═══ Provided information
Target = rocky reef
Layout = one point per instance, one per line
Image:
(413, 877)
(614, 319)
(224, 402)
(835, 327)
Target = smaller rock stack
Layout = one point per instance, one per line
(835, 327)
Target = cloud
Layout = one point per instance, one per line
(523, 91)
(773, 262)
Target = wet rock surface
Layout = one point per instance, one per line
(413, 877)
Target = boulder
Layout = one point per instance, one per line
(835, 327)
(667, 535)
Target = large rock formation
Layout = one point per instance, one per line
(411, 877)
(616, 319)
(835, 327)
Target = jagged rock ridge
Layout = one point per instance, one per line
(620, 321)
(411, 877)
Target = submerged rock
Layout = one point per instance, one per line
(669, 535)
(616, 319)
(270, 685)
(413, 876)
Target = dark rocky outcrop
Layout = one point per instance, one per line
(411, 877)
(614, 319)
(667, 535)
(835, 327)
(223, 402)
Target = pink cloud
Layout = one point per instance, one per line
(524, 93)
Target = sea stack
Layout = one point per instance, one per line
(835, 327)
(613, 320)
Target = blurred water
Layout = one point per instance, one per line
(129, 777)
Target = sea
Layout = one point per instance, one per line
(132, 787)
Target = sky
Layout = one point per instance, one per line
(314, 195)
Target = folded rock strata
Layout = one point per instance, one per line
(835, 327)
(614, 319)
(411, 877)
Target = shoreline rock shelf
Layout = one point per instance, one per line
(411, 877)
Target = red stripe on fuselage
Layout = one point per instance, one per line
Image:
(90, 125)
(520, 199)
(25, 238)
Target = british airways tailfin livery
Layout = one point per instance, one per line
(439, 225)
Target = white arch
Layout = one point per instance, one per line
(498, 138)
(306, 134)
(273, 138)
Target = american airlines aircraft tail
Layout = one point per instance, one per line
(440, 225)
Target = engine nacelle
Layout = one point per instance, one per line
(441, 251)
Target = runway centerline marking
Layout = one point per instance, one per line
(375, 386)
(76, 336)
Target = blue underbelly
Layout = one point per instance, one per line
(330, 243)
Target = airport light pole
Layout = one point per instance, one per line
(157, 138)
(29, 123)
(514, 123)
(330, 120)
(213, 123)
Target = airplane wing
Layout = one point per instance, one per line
══════
Reproduce all of the records above word for word, keeping every line unchanged.

- [Task result]
Target = rocky reef
Layout = one point per instance, one per line
Image:
(413, 877)
(614, 319)
(224, 402)
(835, 327)
Target = smaller rock stack
Layout = one point per instance, one per line
(835, 327)
Target = cloud
Layout = one point per instance, one per line
(523, 91)
(773, 262)
Target = wet rock surface
Layout = one point per instance, one per line
(413, 877)
Target = boulder
Layout = one point per instance, one per line
(835, 327)
(667, 535)
Target = large rock formation
Layout = one point per instance, one per line
(411, 877)
(616, 319)
(835, 327)
Target = jagged rock ridge
Layout = one point per instance, one per line
(620, 321)
(411, 877)
Target = submerged rock
Layout = one point per instance, one per line
(669, 535)
(616, 319)
(270, 685)
(413, 876)
Target = dark rocky outcrop
Layout = one point per instance, one per line
(411, 877)
(614, 319)
(667, 535)
(835, 327)
(223, 402)
Target = pink cloud
Layout = one point per instance, one per line
(524, 93)
Target = sea stack
Layout = one point per instance, one per line
(835, 327)
(613, 320)
Target = blurred water
Layout = one point per instance, one per line
(129, 777)
Target = sea
Layout = one point per instance, one per line
(132, 787)
Target = sky
Layout = one point per instance, one per line
(314, 195)
Target = folded rock strata
Layout = one point per instance, one per line
(835, 327)
(614, 319)
(411, 877)
Target = shoreline rock shelf
Layout = one point per instance, one per line
(411, 877)
Target = red stripe on fuselage
Layout = one point per instance, one per line
Image:
(90, 125)
(520, 199)
(25, 238)
Target = british airways tailfin livery
Layout = one point per instance, one per line
(439, 225)
Target = white arch
Layout = one point per instance, one per line
(498, 138)
(306, 134)
(273, 138)
Target = american airlines aircraft tail
Layout = one point per instance, one per line
(440, 225)
Target = engine nacelle
Layout = one point per instance, one per line
(441, 251)
Target = runway centerline marking
Layout = one point per instance, one per line
(375, 386)
(76, 336)
Target = blue underbelly
Layout = one point per instance, one per line
(330, 243)
Target = airport light pole
Layout = one point per instance, one per line
(157, 138)
(29, 123)
(514, 123)
(330, 120)
(213, 123)
Target = airplane wing
Layout = one point per instance, one per line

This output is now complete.